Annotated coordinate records
■ ■ ■ ■ ■ ■ ■
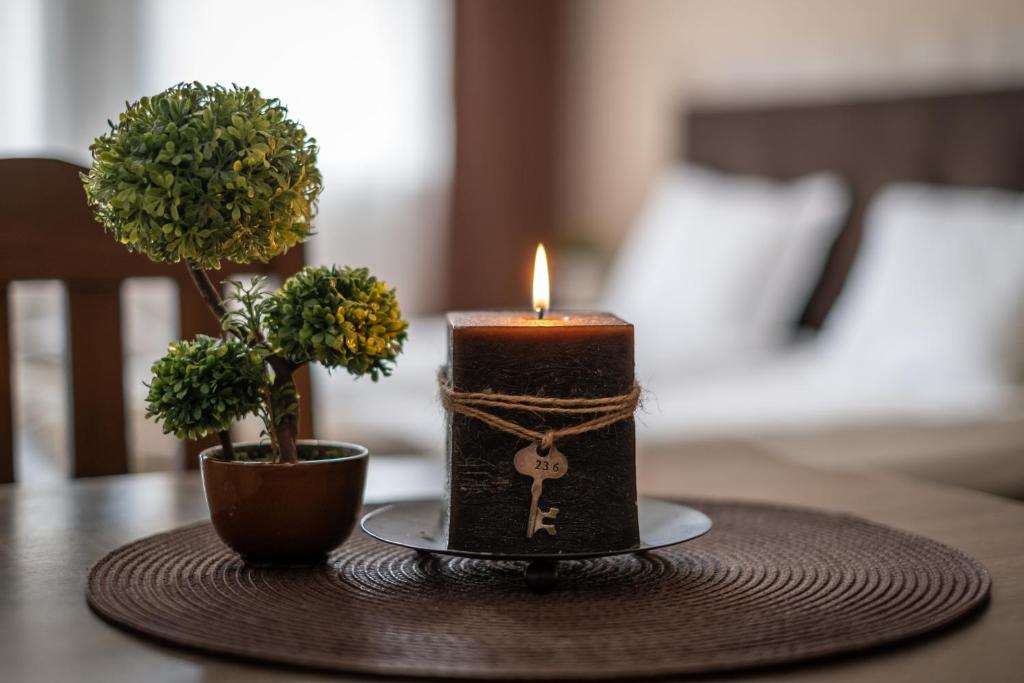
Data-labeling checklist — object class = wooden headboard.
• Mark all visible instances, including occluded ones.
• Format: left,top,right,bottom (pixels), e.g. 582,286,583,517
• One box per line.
683,89,1024,327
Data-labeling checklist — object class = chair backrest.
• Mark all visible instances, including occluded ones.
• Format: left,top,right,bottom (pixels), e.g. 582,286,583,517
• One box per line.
0,159,312,482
■ ■ ■ ■ ■ ■ ■
Work to complete
Please duplicate every line of the listing above exactly, including the coordinates, but leave out the pictures.

Reply
Data-labeling checklist — object class = wooden headboard.
• Mark all visible instances, including occluded ones.
• Format: left,top,right,bottom (pixels), e.g. 582,286,583,517
• One box per line.
683,89,1024,327
Data-labeling checklist — object class = chair backrest.
• Mark all visible instances, including occluded ones.
• Format: left,top,right,bottom (pixels), e.g. 582,286,583,517
• One box per line.
0,159,312,482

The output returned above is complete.